— Exercício —
Responda, com base no acórdão, às perguntas abaixo:
(a) Em que data AA instaurou a ação declarativa?
(b) Segundo a Ré, que entidade não autorizou o Autor a divulgar os mails?
(c) Em que data foi proferido o despacho saneador?

— Texto para leitura —
>>>

Acórdão nº 6609//22.4T8PRT-B.P1 de Tribunal da Relação do Porto, 2024-02-19

Ano2024
Número Acordão6609//22.4T8PRT-B.P1
ÓrgãoTribunal da Relação do Porto
Proc. n.º 6609/22.4T8PRT-B.P1

Sumário do acórdão proferido elaborado pela sua relatora nos termos do disposto no artigo 663.º, n.º 7, do Código de Processo Civil:


*

Acordam os juízes abaixo-assinados da quinta secção, cível, do Tribunal da Relação do Porto:

Relatório

A 6.4.2022, AA, residente na Rua ...., Maia, instaurou ação declarativa contra A..., SOCIEDADE DE ADVOGADOS, SP, RL, com sede na Rua ..., ..., Porto, pretendendo a condenação desta a pagar-lhe € 9.750, 00, e juros moratórios, invocando o primeiro a sua qualidade de advogado e a obtenção prévia de dispensa de sigilo profissional[1] e originando-se o crédito na prestação de serviços ocasionais de assessoria jurídica, na área fiscal, do primeiro à segunda.

Contestou a Ré, opondo-se à procedência da ação.

Com o requerimento de 3.6.2022, o A. juntou aos autos o doc. 1, tratando-se de vários mails, através dos quais, entre o mais, o legal representante da Ré reencaminhou para o A. uma troca de emails com a assessora da administração da empresa cliente da Ré por força da qual contratou esta última os serviços de assessoria do A.[2]

A Ré opôs-se à junção de tal documento, a 15.6.2022, afirmando que a divulgação destes mails não foi autorizada ao Autor pelo Conselho Regional do Porto da Ordem dos Advogados (OA).

A OA, solicitada pelo A. a pronunciar-se sobre tal junção, entendeu, a 15.1.2023, não existir qualquer utilidade na prolação de decisão, uma vez que os documentos em causa já foram juntos aos autos[3], razão por que a Ré requereu o seu desentranhamento, invocando o disposto nos arts. 92.º, n.º 5 e 113.º, n.º 2 do Estatuto da Ordem dos Advogados.

DE seguida, foi proferido despacho saneador, datado de 3.3.2023, tendo-se aí entendido dever o A. suscitar incidente de quebra de sigilo profissional relativamente aos mails cujo conteúdo respeita à relação entre a Ré e a sua cliente e já transcritos em nota 2.

Por requerimento de 17.3.2023, o A. formulou pedido de quebra de sigilo sobre os mesmos documentos, a remeter para este Tribunal da Relação (apenso A, remetido ao TRP, em final de novembro 2023), tendo nesse dia notificado a mandatária da contraparte, nos termos do art. 221.º CPC.

Foi proferido este despacho, datado de 27.3.2023: Por despacho proferido em sede de saneamento, de 3-3-2023, considerou-se, que os emails que foram reproduzidos e juntos aos presentes autos pelo A. (através da “resposta” de 3-6-2023 com a ref.ª citius 32465786), correspondentes a troca de correspondência havida entre o representante legal da R. e uma sua cliente, estão sujeitos a sigilo profissional, nos termos do art. 92.º do Estatuto da Ordem dos Advogados.

<<<

— Material de origem —
>>>

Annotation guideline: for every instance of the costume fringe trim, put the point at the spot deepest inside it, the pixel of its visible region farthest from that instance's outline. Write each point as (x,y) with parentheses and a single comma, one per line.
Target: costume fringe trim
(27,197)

<<<

— Resultado do exercício —
(a) A 6.4.2022.
(b) O Conselho Regional do Porto da Ordem dos Advogados.
(c) A 3.3.2023.